**ПОКАЗАННЫЙ ТЕКСТ**.
Переживая за будущее своих реформ, в 1722 г. Пётр издал Указ о престолонаследии, которым объявлял право Российского императора передавать престол по своему усмотрению наиболее достойному приемнику, а не только старшему сыну: дело шло к объявлению Екатерины наследницей.
23 декабря 1721 г. Сенат и Синод признали Екатерину императрицей, а весной 1723 г. в честь нее Пётр назвал заложенный на берегах реки Исети крепость-завод Екатеринбург, сделавшийся в России крупнейшим центром по выплавке железа, а во времена Екатерины II настоящим городским центром. 7 мая 1724 г. в Успенском соборе Московского Кремля произошла коронация Екатерины, что стало на Руси второй коронацией женщины-супруги государя (после коронации Марины Мнишек Лжедмитрием I в 1605 г.) Для этой процедуры была изготовлена новая корона, превосходившая великолепием корону царя, сам Пётр возложил ее на голову жены. Все это, должно было увеличить моральное значение Екатерины в глазах подданных. Но после истории с Монсом отношения между супругами натянулись, а после смерти Петра I стороне Екатерины пришлось все же предпринять некоторое усилие для так называемого доказательства правомерности занятия ею трона, как продолжателя дела своего супруга.
Современное отношение к Екатерине I очень приниженное. Историки считают, что так называемая кухонная императрица ни по своему кругозору, ни по деловым качествам не подходила для роли преемницы Петра I, одно только – не умела ни читать, ни писать. Якобы государственными делами после вступления на престол она почти не занималась, а все время уходило в основном на различные празднества. После смерти мужа Екатерина в полном смысле слова стала веселой вдовой. Возле нее появилось сразу несколько фаворитов, балы сменялись балами.
Однако, к примеру, Вильбуа другого мнения: «Пусть те, кто прочтет эти мемуары, думают, что хотят. Я скажу только, что если ее царствование и не было долгим, то оно было чрезвычайно спокойным; что она управляла своим народом с большей мягкостью, чем ее муж, следуя, однако, правилам и максимам этого государя; что она имела такое мужество и силу, какие мало присущи лицам ее пола [вспомнить только, как она не теряя самообладания помогла сильно растерявшемуся Петру в Турецкой кампании, а ведь Пётр про это в гневе забыл]; что ей нравился звон оружия и походы армии, в которых она всегда сопровождала своего мужа. Немногие умели пришпорить лошадь с такой грациозностью, как она. Имея необыкновенную склонность к навигации и флоту, она устраивала почти каждое воскресенье и по праздникам летом представление с морским боем. Она часто посещала арсеналы и верфи своего адмиралтейства. В 1726 г. она намеревалась (если бы ей не помешал ее советник) отправиться во главе своего флота сражаться с английским и датскими флотами, которые нахально подошли к ревельскому рейду под предлогом умиротворения северных северных дел. В правление Екатерины Российская империя нисколько не потеряла в своем величии. Именно ей обязан русский двор, приобщающимися к цивилизации, и великолепием, которое там теперь можно увидеть. Не умея ни читать, ни писать ни на одном языке, она говорила свободно на четырех, а именно на русском, немецком, шведском, польском и к этому можно добавить еще, что она понимала немного по-французски.

**ПОКАЗАННЫЕ ПУНКТЫ**.
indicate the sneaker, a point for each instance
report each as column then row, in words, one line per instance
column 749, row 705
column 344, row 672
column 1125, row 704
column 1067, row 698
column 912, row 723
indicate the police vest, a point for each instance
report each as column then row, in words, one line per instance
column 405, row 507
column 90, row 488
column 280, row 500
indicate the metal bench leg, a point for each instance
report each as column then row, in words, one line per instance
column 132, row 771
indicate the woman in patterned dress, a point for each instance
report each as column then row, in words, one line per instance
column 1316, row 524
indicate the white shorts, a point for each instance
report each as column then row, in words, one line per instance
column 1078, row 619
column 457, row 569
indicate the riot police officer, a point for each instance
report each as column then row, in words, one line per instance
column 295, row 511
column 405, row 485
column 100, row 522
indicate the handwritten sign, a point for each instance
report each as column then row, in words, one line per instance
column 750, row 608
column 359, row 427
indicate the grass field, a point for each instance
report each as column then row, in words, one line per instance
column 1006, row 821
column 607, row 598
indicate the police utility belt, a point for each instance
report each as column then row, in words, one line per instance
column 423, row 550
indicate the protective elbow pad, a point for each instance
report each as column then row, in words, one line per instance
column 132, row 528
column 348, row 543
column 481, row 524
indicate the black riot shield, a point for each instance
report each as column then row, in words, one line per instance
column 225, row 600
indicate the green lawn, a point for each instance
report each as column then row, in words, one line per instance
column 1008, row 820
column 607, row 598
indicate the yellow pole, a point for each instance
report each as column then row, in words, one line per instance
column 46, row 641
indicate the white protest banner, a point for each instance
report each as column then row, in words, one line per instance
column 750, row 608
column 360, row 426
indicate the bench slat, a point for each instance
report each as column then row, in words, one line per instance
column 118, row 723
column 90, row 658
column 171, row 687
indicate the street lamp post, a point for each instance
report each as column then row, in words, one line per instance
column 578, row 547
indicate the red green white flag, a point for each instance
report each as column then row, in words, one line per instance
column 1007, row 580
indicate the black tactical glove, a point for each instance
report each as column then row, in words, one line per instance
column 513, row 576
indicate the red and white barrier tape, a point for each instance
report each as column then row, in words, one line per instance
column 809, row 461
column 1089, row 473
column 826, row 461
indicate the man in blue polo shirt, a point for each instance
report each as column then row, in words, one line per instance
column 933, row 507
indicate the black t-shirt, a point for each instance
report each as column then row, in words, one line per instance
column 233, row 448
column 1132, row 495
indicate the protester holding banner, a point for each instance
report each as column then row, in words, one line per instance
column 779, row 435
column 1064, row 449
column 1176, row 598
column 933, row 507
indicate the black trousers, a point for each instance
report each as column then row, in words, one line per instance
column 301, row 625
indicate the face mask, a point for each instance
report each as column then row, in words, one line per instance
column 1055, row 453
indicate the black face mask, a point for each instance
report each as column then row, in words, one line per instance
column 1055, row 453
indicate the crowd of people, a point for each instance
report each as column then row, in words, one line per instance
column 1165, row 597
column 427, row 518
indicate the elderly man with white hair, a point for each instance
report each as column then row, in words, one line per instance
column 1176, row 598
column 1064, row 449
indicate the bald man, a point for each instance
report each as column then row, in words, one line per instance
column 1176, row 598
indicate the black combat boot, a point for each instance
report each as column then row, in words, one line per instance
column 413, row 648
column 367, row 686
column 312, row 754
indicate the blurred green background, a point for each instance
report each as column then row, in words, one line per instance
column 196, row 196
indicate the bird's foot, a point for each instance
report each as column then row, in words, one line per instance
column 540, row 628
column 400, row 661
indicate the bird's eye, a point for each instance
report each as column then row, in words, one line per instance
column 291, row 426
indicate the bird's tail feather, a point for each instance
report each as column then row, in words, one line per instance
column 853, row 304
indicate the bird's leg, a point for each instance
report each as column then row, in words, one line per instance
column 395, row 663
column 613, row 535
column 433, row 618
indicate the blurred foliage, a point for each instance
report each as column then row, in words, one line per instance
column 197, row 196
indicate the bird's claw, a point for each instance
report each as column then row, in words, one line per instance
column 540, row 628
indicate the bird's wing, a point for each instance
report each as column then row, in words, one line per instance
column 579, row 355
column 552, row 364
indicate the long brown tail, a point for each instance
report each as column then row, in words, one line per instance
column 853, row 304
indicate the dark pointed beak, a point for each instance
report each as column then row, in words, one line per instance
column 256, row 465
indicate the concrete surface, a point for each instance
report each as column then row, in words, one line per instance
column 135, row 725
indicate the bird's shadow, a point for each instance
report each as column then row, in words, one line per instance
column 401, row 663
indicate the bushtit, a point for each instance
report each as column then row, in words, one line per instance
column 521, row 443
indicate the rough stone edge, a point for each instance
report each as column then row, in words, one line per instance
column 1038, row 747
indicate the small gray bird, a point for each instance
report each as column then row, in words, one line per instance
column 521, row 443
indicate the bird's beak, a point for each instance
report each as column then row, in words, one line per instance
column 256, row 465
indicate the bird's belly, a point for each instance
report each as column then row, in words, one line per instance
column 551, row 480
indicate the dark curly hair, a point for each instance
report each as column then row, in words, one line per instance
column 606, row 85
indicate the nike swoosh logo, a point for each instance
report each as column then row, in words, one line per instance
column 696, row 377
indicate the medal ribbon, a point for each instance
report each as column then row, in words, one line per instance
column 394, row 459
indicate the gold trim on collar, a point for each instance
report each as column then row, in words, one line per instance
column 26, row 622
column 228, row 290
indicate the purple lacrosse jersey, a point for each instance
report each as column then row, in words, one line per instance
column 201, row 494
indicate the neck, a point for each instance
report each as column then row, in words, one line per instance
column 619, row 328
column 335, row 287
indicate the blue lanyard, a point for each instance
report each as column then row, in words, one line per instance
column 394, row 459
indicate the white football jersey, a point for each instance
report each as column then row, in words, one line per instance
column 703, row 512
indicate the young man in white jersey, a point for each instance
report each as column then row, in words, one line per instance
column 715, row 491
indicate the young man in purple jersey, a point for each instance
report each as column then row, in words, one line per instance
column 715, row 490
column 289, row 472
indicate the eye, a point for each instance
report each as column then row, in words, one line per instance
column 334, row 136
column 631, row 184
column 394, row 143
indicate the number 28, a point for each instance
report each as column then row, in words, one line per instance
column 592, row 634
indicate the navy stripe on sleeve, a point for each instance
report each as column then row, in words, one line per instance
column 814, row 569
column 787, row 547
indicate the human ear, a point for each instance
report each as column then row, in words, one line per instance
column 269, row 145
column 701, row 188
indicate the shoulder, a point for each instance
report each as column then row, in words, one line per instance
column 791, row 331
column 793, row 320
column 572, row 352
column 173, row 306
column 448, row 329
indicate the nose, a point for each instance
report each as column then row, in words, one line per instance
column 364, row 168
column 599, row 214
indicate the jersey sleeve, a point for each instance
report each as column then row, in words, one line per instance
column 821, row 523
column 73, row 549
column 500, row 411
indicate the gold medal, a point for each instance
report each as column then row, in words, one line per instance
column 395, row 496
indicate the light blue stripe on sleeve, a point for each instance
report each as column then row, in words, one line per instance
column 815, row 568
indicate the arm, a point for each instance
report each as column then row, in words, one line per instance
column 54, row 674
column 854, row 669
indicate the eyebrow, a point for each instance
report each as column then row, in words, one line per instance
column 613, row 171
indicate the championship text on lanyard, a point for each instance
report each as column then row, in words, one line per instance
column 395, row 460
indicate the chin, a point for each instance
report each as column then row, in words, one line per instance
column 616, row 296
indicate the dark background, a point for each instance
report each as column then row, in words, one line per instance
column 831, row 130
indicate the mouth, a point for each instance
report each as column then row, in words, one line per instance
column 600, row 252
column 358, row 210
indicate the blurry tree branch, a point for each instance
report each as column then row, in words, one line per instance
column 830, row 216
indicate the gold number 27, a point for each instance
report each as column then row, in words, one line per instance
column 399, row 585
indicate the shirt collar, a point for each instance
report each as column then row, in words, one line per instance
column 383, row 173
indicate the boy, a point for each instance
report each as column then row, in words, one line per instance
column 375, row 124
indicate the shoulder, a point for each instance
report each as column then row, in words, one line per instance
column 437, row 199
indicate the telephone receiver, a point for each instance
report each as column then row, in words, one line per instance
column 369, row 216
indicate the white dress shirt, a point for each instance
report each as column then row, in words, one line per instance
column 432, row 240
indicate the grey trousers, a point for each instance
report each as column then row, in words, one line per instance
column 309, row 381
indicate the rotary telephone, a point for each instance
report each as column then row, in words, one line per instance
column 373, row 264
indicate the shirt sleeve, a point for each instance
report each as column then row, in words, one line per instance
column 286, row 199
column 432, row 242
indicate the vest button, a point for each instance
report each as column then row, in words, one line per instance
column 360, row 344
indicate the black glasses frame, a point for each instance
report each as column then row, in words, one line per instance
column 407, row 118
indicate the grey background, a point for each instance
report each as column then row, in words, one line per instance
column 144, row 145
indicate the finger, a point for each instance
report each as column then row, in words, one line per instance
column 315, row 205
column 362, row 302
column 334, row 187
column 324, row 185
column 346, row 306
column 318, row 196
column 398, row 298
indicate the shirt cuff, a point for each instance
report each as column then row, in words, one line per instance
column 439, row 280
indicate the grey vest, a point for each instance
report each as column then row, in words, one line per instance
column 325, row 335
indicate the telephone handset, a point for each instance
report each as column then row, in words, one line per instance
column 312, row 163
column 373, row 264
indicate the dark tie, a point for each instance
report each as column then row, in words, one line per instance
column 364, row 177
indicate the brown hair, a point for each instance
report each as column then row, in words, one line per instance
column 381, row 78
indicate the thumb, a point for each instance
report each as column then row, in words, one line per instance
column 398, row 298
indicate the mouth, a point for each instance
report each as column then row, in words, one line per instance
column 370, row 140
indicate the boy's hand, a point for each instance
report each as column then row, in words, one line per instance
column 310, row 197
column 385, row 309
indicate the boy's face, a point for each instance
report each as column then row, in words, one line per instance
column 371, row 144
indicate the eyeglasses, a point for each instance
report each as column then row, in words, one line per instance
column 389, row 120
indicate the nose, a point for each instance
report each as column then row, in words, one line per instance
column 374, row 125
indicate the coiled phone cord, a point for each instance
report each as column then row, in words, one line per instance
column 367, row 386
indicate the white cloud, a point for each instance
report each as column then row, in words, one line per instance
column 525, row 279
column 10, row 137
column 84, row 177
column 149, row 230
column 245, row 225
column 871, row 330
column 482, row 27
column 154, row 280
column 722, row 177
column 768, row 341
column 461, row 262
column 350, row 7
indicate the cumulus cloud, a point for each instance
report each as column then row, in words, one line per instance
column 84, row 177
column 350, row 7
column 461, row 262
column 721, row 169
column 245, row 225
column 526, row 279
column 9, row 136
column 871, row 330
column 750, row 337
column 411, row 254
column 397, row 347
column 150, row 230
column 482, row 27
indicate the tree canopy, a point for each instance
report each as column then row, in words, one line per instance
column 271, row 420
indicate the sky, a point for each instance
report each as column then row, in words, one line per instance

**ЗАДАНИЕ**.
Ответьте, пожалуйста, по тексту о Екатерине I:
1. В каком году Пётр издал Указ о престолонаследии?
2. В каком соборе 7 мая 1724 г. прошла коронация Екатерины?
3. Что, по словам Вильбуа, Екатерина устраивала летом почти каждое воскресенье и по праздникам?

**РЕШЕНИЕ ЗАДАНИЯ**.
1. В 1722 г.
2. В Успенском соборе Московского Кремля.
3. Представление с морским боем.